--- What you are asked to do ---
Copy the passage about fashion consumers and Wek's use of Instagram in full, word for word.

>> BEGIN Document section

Though she's happy to give credit where credit is due and says she "thinks it's wonderful" fashion seems to be taking greater strides towards inclusivity, she points to the consumers -- and their increasingly bigger and more direct role in dictating trends and styles via social media and the Internet -- as the true change agents. "The consumers are speaking up," she says. "If you're going to go buy something that doesn't represent you, I can't imagine you'd feel comfortable wearing it."

Speaking of speaking up on social media, Wek says she's only recently started to find her voice on Instagram. Though she joined the platform back in January of 2016, it was only this past March that she began posting more regularly. "I haven't mastered posting yet," she says with a laugh. "I don't know how to crop [photos] so I'm always like, 'Go back! Go back!' It's so foreign to me." When discussing the part social media has begun to play in the modeling world when it comes to scouting and castings, Wek says she's particularly dismayed by how much content is posted that people "manipulate with Photoshop" to "make themselves look completely different than they do in person."

>> END Document section
>> BEGIN Stored records

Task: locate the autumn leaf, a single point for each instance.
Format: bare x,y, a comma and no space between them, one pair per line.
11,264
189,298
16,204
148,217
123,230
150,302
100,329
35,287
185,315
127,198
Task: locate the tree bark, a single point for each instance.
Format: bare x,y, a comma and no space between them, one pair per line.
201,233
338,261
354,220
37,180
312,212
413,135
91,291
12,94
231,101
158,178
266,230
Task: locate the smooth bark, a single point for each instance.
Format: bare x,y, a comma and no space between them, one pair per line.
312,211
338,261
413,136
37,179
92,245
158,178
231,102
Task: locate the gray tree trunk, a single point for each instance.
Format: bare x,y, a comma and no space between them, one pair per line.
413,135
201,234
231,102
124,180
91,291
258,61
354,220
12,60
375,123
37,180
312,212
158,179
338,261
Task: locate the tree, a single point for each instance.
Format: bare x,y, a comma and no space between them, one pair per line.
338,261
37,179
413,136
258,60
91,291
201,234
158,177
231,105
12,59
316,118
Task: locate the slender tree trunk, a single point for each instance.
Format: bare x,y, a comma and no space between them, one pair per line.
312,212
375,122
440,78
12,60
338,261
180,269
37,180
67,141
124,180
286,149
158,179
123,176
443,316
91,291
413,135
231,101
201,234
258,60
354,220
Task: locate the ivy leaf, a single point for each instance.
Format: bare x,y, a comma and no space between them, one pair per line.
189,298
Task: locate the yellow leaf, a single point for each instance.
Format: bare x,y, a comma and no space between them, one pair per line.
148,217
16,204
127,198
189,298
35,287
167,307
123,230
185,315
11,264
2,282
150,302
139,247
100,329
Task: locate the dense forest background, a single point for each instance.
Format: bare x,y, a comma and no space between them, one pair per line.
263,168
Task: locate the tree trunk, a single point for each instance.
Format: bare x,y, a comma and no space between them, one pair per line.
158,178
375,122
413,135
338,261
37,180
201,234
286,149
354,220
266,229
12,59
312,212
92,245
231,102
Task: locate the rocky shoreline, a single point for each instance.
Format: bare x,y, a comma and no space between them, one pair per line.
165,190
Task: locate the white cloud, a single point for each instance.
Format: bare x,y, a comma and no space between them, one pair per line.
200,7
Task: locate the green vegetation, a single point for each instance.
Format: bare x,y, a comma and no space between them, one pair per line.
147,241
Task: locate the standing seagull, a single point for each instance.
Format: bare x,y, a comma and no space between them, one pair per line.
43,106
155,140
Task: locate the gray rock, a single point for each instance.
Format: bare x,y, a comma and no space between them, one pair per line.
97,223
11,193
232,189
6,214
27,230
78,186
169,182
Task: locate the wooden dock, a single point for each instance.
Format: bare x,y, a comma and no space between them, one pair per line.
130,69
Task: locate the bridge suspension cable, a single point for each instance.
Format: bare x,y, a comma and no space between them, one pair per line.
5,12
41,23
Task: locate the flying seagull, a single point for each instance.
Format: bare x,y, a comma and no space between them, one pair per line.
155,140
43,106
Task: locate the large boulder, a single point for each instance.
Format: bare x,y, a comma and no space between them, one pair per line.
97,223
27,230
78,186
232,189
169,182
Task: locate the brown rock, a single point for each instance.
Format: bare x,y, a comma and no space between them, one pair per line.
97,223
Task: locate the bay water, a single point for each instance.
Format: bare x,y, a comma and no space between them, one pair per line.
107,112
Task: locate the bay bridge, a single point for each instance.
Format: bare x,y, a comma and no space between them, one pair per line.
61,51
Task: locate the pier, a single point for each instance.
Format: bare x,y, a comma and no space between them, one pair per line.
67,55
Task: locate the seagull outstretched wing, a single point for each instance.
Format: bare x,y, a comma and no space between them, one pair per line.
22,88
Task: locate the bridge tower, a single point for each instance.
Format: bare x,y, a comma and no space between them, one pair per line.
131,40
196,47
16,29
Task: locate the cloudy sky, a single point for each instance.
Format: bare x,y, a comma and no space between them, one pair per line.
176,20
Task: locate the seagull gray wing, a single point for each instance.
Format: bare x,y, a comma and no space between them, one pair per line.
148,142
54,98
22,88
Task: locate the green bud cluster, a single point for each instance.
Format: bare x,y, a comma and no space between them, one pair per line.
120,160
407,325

>> END Stored records

--- The result ---
Though she's happy to give credit where credit is due and says she "thinks it's wonderful" fashion seems to be taking greater strides towards inclusivity, she points to the consumers -- and their increasingly bigger and more direct role in dictating trends and styles via social media and the Internet -- as the true change agents. "The consumers are speaking up," she says. "If you're going to go buy something that doesn't represent you, I can't imagine you'd feel comfortable wearing it."

Speaking of speaking up on social media, Wek says she's only recently started to find her voice on Instagram. Though she joined the platform back in January of 2016, it was only this past March that she began posting more regularly. "I haven't mastered posting yet," she says with a laugh. "I don't know how to crop [photos] so I'm always like, 'Go back! Go back!' It's so foreign to me." When discussing the part social media has begun to play in the modeling world when it comes to scouting and castings, Wek says she's particularly dismayed by how much content is posted that people "manipulate with Photoshop" to "make themselves look completely different than they do in person."